EXERCISE TEXT
━━━

How often have you had this feeling? Well, yeah, I guess maybe on the morning of your wedding day (I hope) when you could not wait to get out of bed and start the rest of your life.
Or on the day you went on holidays. Or your birthday?
But the truth is that most of us don’t get out of bed with this kind of excited emotions on a daily basis, and many of us are actually dreading that the sound of the alarm will come too early and worst case you feel tired before even putting a foot out of bed (particularly when you check e-mails while still lying in bed).
I can understand if you say that these examples are all related to fun and my private life. On the majority of days it’s work awaiting me once my feet hit the floor.
Well, let’s take a closer look.
The wedding day scenario is about “getting-out-of-bed-euphoria”: a lot of people claim that’s the best day of their life. And it might well be, as you are looking forward in the morning to marrying the love of your life (again focusing on the best case and ignoring the statistics) so that you can spend the rest of your life with that beautiful/handsome and fantastic person.
The holiday rush scenario: You are excited to be away so that you can spend some quality time with your kids you hardly see during your working weeks, or the person you just married above or even just on your own to recharge.

━━━

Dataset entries
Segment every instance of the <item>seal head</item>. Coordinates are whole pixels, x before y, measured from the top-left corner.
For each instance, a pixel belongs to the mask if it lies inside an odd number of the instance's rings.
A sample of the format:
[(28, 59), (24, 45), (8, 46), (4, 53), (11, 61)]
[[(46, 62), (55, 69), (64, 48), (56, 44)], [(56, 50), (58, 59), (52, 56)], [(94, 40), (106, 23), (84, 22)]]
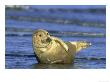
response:
[(51, 41), (50, 35), (46, 30), (39, 29), (33, 33), (33, 44), (36, 48), (47, 47)]

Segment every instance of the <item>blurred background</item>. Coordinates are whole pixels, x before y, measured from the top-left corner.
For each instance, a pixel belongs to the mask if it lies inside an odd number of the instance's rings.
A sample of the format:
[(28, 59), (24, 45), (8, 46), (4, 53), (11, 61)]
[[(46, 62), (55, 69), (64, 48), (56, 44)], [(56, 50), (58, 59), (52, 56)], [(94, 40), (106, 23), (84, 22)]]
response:
[[(72, 65), (37, 64), (32, 32), (45, 29), (64, 41), (87, 41)], [(6, 5), (5, 68), (106, 68), (105, 5)]]

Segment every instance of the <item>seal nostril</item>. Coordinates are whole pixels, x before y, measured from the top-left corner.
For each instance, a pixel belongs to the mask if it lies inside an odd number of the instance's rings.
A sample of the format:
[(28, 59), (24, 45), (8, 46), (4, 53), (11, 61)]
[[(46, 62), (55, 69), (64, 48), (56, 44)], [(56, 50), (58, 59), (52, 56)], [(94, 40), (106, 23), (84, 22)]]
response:
[(52, 40), (51, 40), (51, 38), (48, 37), (48, 38), (46, 39), (46, 41), (47, 41), (47, 42), (51, 42)]

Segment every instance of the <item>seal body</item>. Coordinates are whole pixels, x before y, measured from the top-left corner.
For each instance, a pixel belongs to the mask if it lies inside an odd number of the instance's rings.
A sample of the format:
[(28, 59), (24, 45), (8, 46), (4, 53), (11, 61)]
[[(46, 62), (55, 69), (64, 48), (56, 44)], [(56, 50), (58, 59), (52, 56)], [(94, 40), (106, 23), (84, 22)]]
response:
[(50, 36), (45, 30), (39, 29), (33, 33), (33, 50), (39, 63), (70, 64), (75, 54), (88, 46), (88, 43), (63, 42), (61, 39)]

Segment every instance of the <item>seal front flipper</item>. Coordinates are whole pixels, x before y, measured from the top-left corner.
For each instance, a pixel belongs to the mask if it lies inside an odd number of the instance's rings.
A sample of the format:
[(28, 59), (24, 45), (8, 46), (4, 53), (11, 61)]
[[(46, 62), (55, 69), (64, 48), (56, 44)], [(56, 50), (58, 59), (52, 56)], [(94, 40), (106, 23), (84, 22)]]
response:
[(58, 42), (66, 51), (68, 51), (68, 46), (59, 38), (51, 36), (51, 38), (55, 41)]

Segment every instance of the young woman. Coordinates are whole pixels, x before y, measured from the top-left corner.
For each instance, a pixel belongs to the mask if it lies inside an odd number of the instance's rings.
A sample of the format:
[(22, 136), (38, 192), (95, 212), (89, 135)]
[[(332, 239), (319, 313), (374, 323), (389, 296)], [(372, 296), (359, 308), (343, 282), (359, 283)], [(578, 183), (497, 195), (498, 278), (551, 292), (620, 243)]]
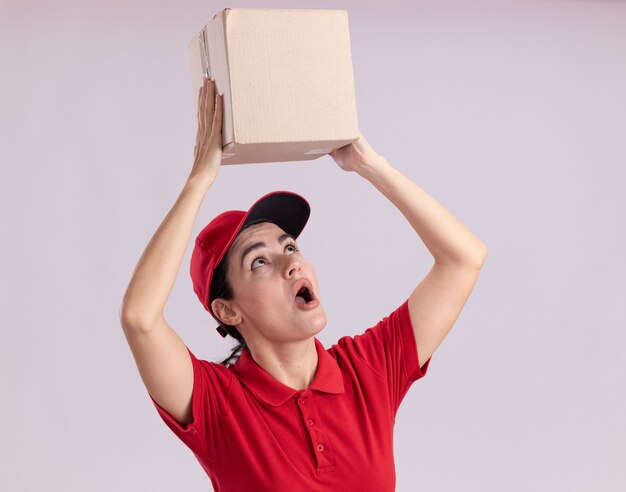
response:
[[(360, 335), (325, 349), (326, 313), (297, 245), (310, 213), (288, 191), (218, 215), (197, 236), (193, 288), (239, 342), (200, 360), (163, 317), (198, 209), (220, 169), (222, 98), (200, 90), (195, 162), (124, 295), (121, 324), (159, 415), (216, 491), (393, 491), (393, 425), (411, 384), (465, 305), (486, 246), (360, 135), (330, 153), (406, 217), (434, 258), (408, 299)], [(238, 356), (238, 357), (237, 357)]]

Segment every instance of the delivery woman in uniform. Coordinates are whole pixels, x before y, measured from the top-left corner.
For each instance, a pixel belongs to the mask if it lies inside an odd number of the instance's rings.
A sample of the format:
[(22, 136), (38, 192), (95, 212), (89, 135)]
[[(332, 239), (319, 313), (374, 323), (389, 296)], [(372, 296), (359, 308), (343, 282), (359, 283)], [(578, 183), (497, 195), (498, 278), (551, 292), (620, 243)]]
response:
[[(206, 80), (191, 173), (122, 301), (141, 378), (216, 491), (391, 492), (396, 412), (465, 305), (486, 246), (361, 135), (330, 155), (406, 217), (433, 255), (428, 274), (378, 323), (324, 348), (315, 337), (327, 323), (320, 286), (297, 243), (309, 204), (296, 193), (268, 193), (248, 210), (218, 215), (196, 237), (194, 291), (218, 332), (238, 342), (221, 364), (197, 359), (163, 312), (220, 170), (222, 108)], [(330, 240), (337, 262), (350, 261), (341, 238)], [(389, 253), (372, 251), (381, 260)]]

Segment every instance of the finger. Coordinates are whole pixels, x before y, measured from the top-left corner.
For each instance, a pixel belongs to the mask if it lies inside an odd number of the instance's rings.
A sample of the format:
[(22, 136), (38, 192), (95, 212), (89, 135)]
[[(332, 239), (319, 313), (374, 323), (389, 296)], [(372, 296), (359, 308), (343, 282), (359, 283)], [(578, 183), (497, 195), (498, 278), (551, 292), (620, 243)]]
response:
[[(222, 113), (224, 107), (224, 96), (216, 95), (215, 113), (213, 114), (213, 124), (211, 125), (211, 138), (222, 134)], [(221, 144), (221, 142), (220, 142)]]
[(198, 110), (196, 111), (196, 117), (198, 119), (198, 128), (200, 128), (200, 115), (202, 114), (202, 99), (204, 95), (204, 83), (200, 86), (198, 90)]

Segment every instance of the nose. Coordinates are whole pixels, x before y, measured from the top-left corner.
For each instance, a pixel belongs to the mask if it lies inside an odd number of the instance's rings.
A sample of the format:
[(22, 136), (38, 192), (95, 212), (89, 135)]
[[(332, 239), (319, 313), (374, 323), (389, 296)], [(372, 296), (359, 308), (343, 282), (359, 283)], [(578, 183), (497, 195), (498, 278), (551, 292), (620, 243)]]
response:
[(287, 264), (285, 266), (285, 275), (287, 278), (292, 278), (296, 272), (300, 271), (300, 260), (295, 258), (294, 255), (287, 257)]

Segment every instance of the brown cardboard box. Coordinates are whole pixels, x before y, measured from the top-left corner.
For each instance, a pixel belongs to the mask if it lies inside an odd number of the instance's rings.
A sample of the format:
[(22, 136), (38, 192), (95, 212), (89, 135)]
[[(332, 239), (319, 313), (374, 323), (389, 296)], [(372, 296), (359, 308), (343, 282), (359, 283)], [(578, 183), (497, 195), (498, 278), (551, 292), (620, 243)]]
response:
[(224, 95), (222, 164), (304, 161), (358, 139), (345, 10), (226, 8), (189, 43)]

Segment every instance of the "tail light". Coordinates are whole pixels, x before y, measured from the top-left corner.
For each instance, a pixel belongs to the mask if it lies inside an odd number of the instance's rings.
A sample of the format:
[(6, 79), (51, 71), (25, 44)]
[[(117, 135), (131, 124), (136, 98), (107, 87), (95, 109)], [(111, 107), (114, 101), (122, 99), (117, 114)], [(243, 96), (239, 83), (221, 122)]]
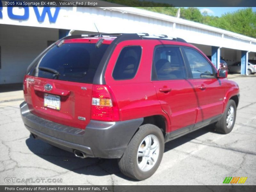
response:
[(92, 86), (91, 119), (103, 121), (120, 120), (116, 101), (109, 87), (106, 85)]
[(24, 100), (27, 101), (26, 94), (27, 94), (27, 78), (26, 76), (24, 77), (24, 78), (23, 80), (22, 86), (23, 88), (23, 93), (24, 95)]

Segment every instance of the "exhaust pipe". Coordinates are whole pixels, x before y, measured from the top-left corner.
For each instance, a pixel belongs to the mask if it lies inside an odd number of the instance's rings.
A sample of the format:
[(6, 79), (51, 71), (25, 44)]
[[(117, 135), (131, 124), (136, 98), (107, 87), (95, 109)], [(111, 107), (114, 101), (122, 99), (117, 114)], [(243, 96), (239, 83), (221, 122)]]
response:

━━━

PARTS OF THE EXERCISE
1. Translate this sentence from the passage on waking up excited into Spanish: "On the majority of days it’s work awaiting me once my feet hit the floor."
2. Carry the passage on waking up excited forward, starting right after its final sentence.

YOUR WRITTEN ANSWERS
1. La mayoría de los días, lo que me espera en cuanto mis pies tocan el suelo es el trabajo.

2.
The birthday scenario: You get out of bed quickly so that you are ready to spend time with your family or good friends. Or maybe it’s just the birthday presents…
I’m sure you’ve gathered it by now. The fundamental difference between the different scenarios is the WHY. You have a reason. There is a purpose behind the action. You do something, so that you can achieve something that is important to you.
When did you ask yourself the questions: Why do I do what I do? What is the final picture I have in mind?
Some loaded questions, however are worth posing to yourself as the answers will reveal how you envision your life and your work. They will show the purpose and the desire behind your goals. Or perhaps not. When you don’t have an answer or you simply don’t know there is no vision. If you don’t have any direction of where you want to go or who you want to be, you could say that you are drifting. This is a good indicator that something should change.
What kind of parent do I want to be and why? I want to be patient because I know that my kids feel loved when I show that side of me. I have a unique chance to enhance the growth and development of another person’s life.
Who do I want to be as partner/lover to my spouse and why? And who do you want to be in your workplace or your community, whatever this is.
Your true vision is a synergy of heart and mind.
If the answer to the WHY does not really excite you, you might ask yourself if you are in the right place and if not - try and change it.
Already groaning and thinking…jeez, all this theory, it is not that easy.
No, it’s not and I will never claim it is easy. It’s a challenge and yes, it will be an effort or even hard. But wouldn’t it be great if you can answer the WHY in a way that has you excited and loving what you’re doing - regardless in which part of your life?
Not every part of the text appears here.